*Stated goal*. In the excerpt about the Church as God's habitation, what is called the people's greatest privilege?

*Excerpt provided*.
* Start *
There is, as we have said, another character of the Church on earth; that is to say, it is the habitation of God on earth. It is interesting to see, by examination, that this had no place before redemption. God did not dwell with Adam even while innocent; nor with Abraham, though He visited with much condescension both the first man in paradise and the father of the faithful. Nevertheless He never dwelt with them. But no sooner was Israel redeemed out of Egypt than God comes to dwell in the midst of His people. As soon as the building of the tabernacle was revealed and regulated, God says, “I will dwell in the midst of Israel and I will be their God; and they shall know that I am Jehovah their God, who hath taken them out of the land of Egypt to dwell in their midst,” Exod. 29:45, 46. Thus the dwelling of God in the midst of the people was the end of the deliverance: the presence of God in the midst of the people is their greatest privilege.
The presence of the Holy Ghost is what characterizes true believers in Christ. “Your body is the temple of the Holy Ghost,” 1 Cor. 6:19. “If any man hath not the spirit of Christ, he is none of his.” Christians taken together are also the temple of God; and the Spirit of God dwells in them; 1 Cor. 3:16.
Not to speak more of the individual Christian, I will say then that the Church is God’s habitation on earth by the Spirit. Most precious privilege! The presence of God Himself, the source of joy, strength, and wisdom for His people! But at the same time there is very great responsibility as to the way in which we treat such a guest. I will cite some passages to prove this truth. In Ephesians 2, “Now therefore ye are no more strangers and pilgrims, but fellow-citizens with the saints and of the household of God; and are built upon the foundation of the apostles and prophets, Jesus Christ himself being the chief corner-stone; in whom all the building, fitly framed together, groweth unto an holy temple in the Lord; in whom ye also are built together for an habitation of God through the Spirit.” Here we see that, though this building is already begun on the earth, the intention of God is to have a temple formed, made up of all that believe after that God had broken down the partition-wall that shut out the Gentiles; and that this building grows till all Christians are united in glory. But meanwhile the believers on earth form a tabernacle of God, His habitation through the Spirit who abides in the midst of the Church.
In 1 Timothy 3 the apostle says, “These things write I unto thee, hoping to come unto thee shortly; but if I tarry long, that thou mayest know how thou oughtest to behave thyself in the house of God, which is the church of the living God, the pillar and ground of the truth.” By these words we see that the Church on earth is the house of the living God; that this epistle teaches Timothy how to behave himself in this house. We see also that the Christian is responsible to maintain the truth in the world. The Church does not teach, but the apostles taught. Teachers instruct, but the Christian maintains the truth by being faithful to it. It is the witness of the truth in the world. Those who seek the truth do not seek it among Pagans or Jews or Mahometans, but in the Christian Church. It is not authority for the truth, but the word is its authority. The Church is the vessel that contains the truth; and where the truth is not, there is no Church. Such is the Church, the body of Christ, who is its heavenly Head.17 Such is the house of God by the Spirit on earth. When the Church is complete, it will join Christ in heaven, clothed with the same glory as its Bridegroom.
* End *
*Excerpted records*.
* Start *
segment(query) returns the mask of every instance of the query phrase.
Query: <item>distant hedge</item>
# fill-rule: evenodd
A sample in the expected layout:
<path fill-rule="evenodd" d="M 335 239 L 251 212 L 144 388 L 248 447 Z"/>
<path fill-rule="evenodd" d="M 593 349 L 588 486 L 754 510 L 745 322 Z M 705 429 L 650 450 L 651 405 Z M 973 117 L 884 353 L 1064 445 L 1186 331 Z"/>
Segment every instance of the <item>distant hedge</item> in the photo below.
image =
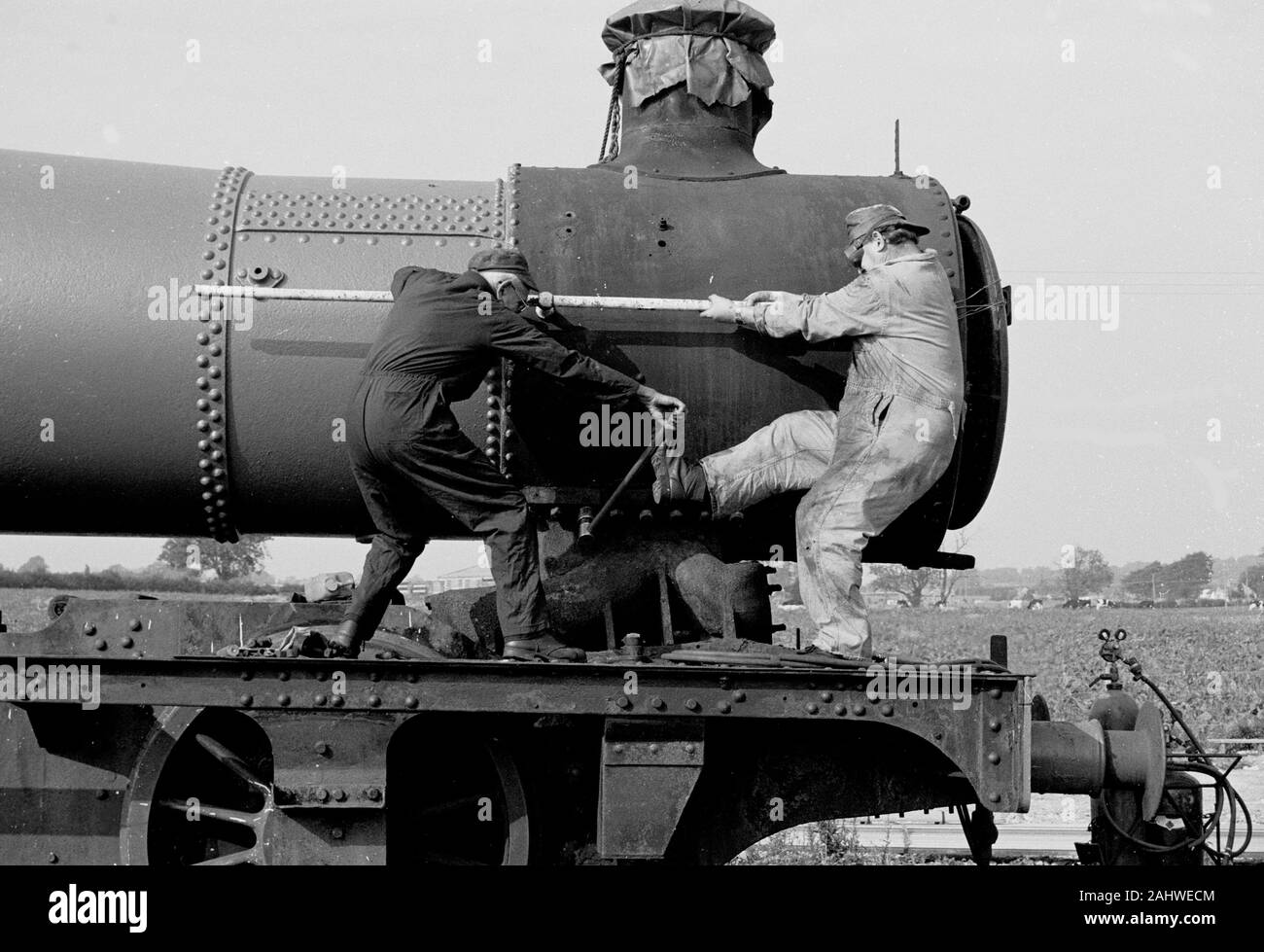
* End *
*Written answer*. The presence of God in the midst of the people.